### Exercise description
Retype exactly the lines from the line with "of the teal" to the end of the data, keeping both boundary lines.

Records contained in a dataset
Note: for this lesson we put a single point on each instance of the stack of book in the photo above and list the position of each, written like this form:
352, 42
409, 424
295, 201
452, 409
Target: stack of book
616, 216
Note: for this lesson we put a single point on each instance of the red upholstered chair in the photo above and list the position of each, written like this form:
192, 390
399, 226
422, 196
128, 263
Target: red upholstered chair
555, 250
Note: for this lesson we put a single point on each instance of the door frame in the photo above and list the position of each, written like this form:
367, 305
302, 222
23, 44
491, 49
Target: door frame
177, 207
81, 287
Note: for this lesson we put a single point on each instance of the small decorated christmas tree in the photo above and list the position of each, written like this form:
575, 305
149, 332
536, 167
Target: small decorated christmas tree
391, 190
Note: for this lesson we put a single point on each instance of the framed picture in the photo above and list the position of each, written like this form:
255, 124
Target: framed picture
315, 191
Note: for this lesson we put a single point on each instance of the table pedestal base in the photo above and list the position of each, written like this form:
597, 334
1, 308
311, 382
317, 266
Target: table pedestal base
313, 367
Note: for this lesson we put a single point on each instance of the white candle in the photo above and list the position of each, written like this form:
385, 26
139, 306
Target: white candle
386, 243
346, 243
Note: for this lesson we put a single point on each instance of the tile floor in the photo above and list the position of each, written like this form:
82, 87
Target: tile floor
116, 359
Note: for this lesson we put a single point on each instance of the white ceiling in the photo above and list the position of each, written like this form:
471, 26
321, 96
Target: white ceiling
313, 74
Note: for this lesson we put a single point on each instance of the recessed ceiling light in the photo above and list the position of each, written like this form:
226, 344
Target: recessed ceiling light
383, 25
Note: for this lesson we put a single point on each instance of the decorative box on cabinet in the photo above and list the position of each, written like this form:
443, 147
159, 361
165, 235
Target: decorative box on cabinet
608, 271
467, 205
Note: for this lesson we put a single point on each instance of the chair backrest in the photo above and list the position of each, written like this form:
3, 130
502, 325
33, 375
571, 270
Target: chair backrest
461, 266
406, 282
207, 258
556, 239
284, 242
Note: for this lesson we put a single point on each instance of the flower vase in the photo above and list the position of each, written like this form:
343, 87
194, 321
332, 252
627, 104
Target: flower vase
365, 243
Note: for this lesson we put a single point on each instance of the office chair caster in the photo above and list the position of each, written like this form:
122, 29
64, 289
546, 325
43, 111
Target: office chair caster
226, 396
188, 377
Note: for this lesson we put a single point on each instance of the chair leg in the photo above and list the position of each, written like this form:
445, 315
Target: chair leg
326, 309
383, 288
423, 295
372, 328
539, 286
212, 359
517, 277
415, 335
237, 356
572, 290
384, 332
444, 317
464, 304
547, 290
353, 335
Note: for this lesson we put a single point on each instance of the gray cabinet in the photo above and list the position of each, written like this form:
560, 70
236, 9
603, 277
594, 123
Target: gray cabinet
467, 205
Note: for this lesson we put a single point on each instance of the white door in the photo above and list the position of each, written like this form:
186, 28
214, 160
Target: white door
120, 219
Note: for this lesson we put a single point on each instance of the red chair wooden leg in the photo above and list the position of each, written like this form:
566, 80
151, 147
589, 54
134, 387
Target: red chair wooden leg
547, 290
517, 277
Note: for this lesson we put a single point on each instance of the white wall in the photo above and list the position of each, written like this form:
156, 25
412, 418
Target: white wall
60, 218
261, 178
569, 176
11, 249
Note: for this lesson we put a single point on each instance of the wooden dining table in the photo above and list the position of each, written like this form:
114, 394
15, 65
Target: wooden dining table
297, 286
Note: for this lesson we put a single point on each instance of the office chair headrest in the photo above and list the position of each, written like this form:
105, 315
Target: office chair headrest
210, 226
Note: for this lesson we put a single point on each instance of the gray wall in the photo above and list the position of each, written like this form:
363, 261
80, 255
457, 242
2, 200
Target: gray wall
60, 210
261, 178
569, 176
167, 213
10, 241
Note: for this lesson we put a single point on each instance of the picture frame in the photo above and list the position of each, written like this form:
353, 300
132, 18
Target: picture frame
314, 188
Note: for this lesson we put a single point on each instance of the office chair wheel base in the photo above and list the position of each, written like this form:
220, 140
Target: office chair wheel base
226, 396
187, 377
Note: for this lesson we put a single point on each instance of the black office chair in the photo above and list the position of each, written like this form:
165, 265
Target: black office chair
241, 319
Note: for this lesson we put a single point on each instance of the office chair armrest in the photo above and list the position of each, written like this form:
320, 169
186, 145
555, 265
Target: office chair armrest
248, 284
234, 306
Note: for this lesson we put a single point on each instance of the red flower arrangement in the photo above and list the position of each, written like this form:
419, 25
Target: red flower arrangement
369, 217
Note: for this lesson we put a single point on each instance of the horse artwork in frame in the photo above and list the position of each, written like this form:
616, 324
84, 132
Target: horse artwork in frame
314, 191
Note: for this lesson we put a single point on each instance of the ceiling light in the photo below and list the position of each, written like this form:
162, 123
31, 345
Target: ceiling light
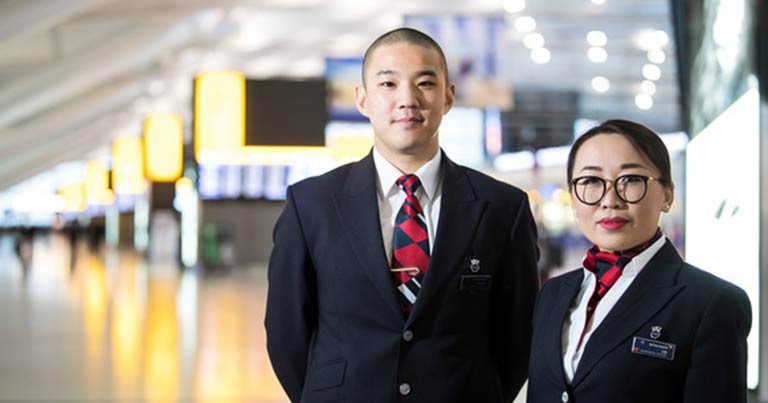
643, 101
533, 40
597, 55
651, 72
514, 6
525, 24
648, 87
540, 56
601, 84
597, 38
651, 39
656, 56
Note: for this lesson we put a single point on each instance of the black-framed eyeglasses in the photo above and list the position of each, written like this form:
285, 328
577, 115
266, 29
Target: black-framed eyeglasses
629, 188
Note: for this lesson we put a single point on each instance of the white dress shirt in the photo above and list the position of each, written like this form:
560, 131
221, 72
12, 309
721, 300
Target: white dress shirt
391, 197
574, 323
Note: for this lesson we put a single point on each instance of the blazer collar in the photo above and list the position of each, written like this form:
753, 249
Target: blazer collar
460, 213
358, 211
653, 288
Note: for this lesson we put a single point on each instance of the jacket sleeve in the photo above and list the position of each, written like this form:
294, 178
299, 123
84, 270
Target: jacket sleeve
718, 364
291, 314
513, 303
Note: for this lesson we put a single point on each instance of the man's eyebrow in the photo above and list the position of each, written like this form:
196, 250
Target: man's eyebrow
420, 73
386, 73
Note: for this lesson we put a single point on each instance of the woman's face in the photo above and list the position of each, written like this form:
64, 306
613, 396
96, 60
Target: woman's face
613, 224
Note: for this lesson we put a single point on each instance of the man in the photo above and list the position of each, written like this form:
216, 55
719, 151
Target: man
388, 287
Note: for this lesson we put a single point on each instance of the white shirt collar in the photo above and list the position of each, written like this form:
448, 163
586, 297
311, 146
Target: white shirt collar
388, 174
638, 262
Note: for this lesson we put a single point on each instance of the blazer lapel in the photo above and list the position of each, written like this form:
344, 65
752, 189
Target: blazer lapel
650, 292
554, 326
358, 211
460, 212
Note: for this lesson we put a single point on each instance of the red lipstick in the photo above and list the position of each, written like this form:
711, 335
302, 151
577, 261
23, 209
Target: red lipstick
612, 223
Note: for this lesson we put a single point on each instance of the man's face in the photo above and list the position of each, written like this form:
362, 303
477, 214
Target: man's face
405, 97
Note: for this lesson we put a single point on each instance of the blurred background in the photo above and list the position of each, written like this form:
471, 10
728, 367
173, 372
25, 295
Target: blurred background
146, 145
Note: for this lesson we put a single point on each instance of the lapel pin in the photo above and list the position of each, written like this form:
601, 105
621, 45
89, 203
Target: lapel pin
474, 265
655, 332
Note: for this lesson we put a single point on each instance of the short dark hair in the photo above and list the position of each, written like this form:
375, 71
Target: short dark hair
643, 139
407, 35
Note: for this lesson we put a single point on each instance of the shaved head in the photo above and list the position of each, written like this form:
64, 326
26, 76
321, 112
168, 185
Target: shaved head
405, 35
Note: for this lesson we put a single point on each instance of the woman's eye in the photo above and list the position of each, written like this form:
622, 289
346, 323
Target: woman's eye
590, 180
630, 179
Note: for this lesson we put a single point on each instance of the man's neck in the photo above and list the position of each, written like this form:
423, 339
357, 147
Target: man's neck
408, 163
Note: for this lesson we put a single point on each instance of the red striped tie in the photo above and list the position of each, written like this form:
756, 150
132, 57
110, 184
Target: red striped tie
410, 244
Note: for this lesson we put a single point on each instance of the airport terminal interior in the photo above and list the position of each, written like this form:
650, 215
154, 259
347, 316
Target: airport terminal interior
146, 147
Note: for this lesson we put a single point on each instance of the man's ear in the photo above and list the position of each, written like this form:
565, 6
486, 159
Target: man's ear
450, 97
669, 195
361, 99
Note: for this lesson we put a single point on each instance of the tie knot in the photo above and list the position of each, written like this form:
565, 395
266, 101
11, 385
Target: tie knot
409, 183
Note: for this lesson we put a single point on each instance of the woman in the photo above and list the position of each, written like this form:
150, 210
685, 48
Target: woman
653, 328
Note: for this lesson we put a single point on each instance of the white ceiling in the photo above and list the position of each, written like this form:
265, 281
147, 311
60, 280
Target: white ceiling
74, 74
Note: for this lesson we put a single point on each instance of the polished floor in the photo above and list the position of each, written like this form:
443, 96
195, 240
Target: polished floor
107, 326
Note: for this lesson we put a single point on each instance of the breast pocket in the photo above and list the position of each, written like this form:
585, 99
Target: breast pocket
475, 283
328, 375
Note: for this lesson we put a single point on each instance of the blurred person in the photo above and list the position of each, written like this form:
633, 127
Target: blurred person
636, 323
25, 240
403, 275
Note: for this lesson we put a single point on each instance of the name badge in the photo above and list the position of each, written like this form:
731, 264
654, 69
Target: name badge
653, 348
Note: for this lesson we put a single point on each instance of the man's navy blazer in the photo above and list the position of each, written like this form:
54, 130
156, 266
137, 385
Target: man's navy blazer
706, 320
335, 332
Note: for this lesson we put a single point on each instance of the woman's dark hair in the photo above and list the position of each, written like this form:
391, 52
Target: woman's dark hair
643, 139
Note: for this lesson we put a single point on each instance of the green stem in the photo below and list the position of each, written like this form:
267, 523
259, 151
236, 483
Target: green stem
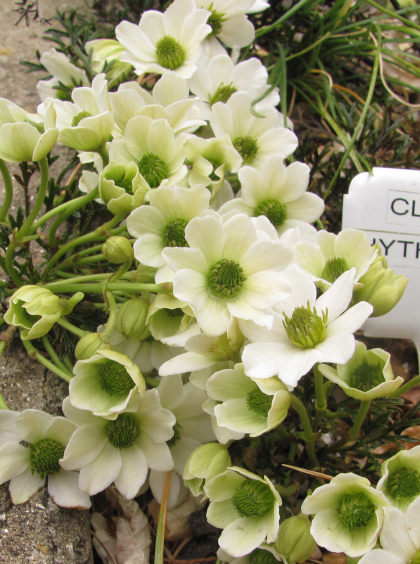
398, 393
354, 431
7, 179
72, 328
307, 427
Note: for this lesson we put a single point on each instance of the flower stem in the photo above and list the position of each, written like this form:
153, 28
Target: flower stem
8, 189
354, 431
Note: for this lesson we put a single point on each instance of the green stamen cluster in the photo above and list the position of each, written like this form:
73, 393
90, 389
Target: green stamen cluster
44, 456
355, 511
253, 499
215, 21
306, 328
258, 402
247, 148
177, 435
123, 432
366, 376
153, 169
333, 269
274, 211
170, 53
223, 93
404, 484
114, 379
175, 233
77, 119
260, 556
226, 279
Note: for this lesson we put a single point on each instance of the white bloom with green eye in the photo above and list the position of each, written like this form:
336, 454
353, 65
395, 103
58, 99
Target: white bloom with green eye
220, 78
332, 255
105, 383
152, 145
400, 538
400, 481
308, 330
246, 507
349, 514
278, 193
366, 376
120, 450
63, 72
165, 42
255, 139
246, 405
162, 224
27, 468
226, 272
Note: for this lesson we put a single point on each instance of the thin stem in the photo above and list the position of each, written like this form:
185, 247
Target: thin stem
7, 179
354, 431
72, 328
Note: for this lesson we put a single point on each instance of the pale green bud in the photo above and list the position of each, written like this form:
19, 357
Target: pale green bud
294, 540
131, 319
117, 250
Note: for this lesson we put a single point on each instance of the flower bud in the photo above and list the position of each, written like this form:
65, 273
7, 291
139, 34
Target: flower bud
294, 540
88, 346
382, 288
117, 250
131, 319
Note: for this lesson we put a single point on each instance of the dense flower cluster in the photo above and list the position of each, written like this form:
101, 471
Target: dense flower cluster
242, 296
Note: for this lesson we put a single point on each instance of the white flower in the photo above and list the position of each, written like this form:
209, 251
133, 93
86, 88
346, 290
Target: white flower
120, 450
400, 538
256, 139
220, 78
246, 507
332, 255
279, 193
163, 223
349, 514
226, 272
63, 72
152, 145
28, 467
165, 42
308, 330
246, 405
366, 376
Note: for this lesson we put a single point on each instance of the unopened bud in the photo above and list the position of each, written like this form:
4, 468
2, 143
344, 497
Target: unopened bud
117, 250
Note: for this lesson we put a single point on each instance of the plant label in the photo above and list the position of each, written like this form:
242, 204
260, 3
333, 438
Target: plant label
386, 205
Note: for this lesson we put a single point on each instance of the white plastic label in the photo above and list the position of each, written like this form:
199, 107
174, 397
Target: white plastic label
387, 207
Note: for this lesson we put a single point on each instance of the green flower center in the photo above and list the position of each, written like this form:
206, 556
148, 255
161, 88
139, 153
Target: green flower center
175, 233
177, 435
114, 379
223, 93
215, 21
123, 432
306, 328
260, 556
355, 510
226, 279
253, 499
44, 456
169, 52
247, 148
77, 119
274, 211
333, 269
153, 169
366, 376
258, 402
404, 484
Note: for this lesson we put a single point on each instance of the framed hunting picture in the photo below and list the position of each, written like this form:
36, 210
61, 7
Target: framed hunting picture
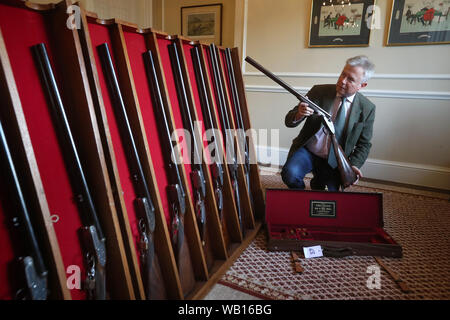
202, 23
340, 23
417, 22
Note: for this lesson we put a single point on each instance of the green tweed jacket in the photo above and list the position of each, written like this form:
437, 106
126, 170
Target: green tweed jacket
360, 124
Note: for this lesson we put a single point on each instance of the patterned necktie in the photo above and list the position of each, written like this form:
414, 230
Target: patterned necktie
339, 123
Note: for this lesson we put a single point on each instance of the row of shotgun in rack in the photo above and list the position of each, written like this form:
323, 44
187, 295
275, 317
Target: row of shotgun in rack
30, 279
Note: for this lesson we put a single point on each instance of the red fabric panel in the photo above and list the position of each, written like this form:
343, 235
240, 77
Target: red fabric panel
171, 88
359, 216
99, 35
7, 239
353, 210
190, 68
213, 94
136, 47
21, 30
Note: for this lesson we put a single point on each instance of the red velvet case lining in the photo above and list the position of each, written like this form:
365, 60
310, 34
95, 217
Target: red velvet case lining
99, 35
359, 216
22, 29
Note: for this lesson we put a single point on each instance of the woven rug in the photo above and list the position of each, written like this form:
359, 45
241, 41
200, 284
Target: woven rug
420, 224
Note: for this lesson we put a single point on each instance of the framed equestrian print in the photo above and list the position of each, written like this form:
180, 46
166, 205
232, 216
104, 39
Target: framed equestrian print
202, 23
341, 23
417, 22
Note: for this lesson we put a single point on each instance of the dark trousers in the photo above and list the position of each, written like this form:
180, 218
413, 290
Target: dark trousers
301, 163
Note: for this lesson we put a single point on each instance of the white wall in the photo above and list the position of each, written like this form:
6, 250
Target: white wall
411, 89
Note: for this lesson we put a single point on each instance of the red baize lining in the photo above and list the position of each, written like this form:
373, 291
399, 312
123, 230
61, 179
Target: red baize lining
22, 29
99, 35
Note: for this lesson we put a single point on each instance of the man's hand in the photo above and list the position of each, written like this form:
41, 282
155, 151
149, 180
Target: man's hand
358, 174
303, 111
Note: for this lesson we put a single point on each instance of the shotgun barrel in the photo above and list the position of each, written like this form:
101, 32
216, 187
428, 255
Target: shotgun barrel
348, 176
216, 166
32, 267
94, 248
145, 209
197, 175
175, 190
239, 122
226, 127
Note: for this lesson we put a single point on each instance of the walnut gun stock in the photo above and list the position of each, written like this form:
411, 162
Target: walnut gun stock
94, 255
348, 176
225, 124
216, 166
175, 191
197, 176
239, 121
145, 210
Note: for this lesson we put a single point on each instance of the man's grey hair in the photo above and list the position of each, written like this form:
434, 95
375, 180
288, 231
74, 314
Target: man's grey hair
365, 63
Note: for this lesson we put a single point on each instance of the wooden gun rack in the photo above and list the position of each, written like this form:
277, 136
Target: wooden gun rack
82, 85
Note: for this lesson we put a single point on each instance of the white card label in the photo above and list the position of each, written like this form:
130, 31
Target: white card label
313, 252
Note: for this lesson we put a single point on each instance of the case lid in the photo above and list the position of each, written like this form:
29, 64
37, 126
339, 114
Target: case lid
324, 208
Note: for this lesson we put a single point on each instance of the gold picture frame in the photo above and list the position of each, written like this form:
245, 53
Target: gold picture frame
414, 22
203, 23
340, 23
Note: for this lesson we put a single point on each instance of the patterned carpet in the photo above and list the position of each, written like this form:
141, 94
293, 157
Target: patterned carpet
419, 223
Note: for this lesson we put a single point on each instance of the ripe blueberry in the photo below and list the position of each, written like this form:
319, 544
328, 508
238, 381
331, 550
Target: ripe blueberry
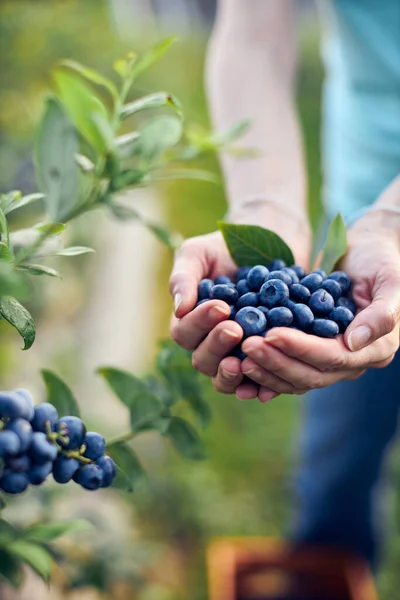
274, 292
256, 277
343, 279
299, 293
107, 465
312, 281
280, 316
204, 289
321, 303
95, 445
41, 449
342, 316
333, 287
252, 321
64, 469
10, 444
89, 477
226, 292
72, 431
325, 328
249, 299
23, 430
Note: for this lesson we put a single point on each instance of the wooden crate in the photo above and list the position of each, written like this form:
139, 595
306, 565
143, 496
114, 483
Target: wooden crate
270, 569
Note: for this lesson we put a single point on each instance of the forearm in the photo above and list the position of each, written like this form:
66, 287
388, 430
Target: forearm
250, 75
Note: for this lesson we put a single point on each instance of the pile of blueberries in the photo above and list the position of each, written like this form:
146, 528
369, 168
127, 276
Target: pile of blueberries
279, 296
35, 442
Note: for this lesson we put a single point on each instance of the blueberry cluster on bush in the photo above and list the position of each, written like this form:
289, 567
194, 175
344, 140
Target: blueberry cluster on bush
261, 298
35, 442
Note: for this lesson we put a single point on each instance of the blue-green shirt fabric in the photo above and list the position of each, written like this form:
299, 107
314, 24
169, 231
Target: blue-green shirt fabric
361, 102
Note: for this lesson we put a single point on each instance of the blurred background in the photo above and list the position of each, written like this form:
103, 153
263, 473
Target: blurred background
113, 307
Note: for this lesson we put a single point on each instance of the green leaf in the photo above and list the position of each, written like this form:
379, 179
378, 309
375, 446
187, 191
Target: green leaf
186, 439
74, 251
34, 555
20, 318
144, 406
130, 473
253, 245
24, 201
336, 244
88, 114
47, 532
59, 394
56, 145
38, 270
157, 100
157, 135
11, 568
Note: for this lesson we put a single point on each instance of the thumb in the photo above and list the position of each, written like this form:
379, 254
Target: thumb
377, 319
187, 272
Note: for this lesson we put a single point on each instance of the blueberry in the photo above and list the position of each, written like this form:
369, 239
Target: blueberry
252, 321
312, 281
299, 293
300, 272
347, 303
333, 287
279, 275
10, 444
222, 280
280, 317
95, 445
64, 469
274, 292
277, 264
343, 279
73, 429
292, 273
342, 316
14, 483
321, 303
38, 473
242, 287
325, 328
256, 277
107, 465
18, 464
89, 477
23, 430
14, 405
242, 273
302, 317
250, 299
41, 449
224, 292
204, 289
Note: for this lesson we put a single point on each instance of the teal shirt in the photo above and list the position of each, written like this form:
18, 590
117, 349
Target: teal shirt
361, 102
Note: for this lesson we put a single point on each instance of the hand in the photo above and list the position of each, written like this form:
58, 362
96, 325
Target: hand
292, 362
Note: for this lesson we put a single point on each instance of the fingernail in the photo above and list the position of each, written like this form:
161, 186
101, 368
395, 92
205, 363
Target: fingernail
227, 337
228, 375
359, 338
177, 301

### Problem solution
Note: for this lesson we put a single point on each instance of the teal shirt in the photo above and list the position of each, written like this form:
18, 590
117, 349
Target: teal shirt
361, 102
Note: for this lesson we put a single point on each instance of the hand in the photo above and list the position of each, written like this form:
58, 362
96, 325
Target: hand
292, 362
Note: for this lesson we put a single point on each instance of the fingernail in the photo above and list the position of each, written like this form:
161, 186
101, 368
395, 92
205, 363
Target: fingernail
227, 337
228, 375
359, 338
177, 301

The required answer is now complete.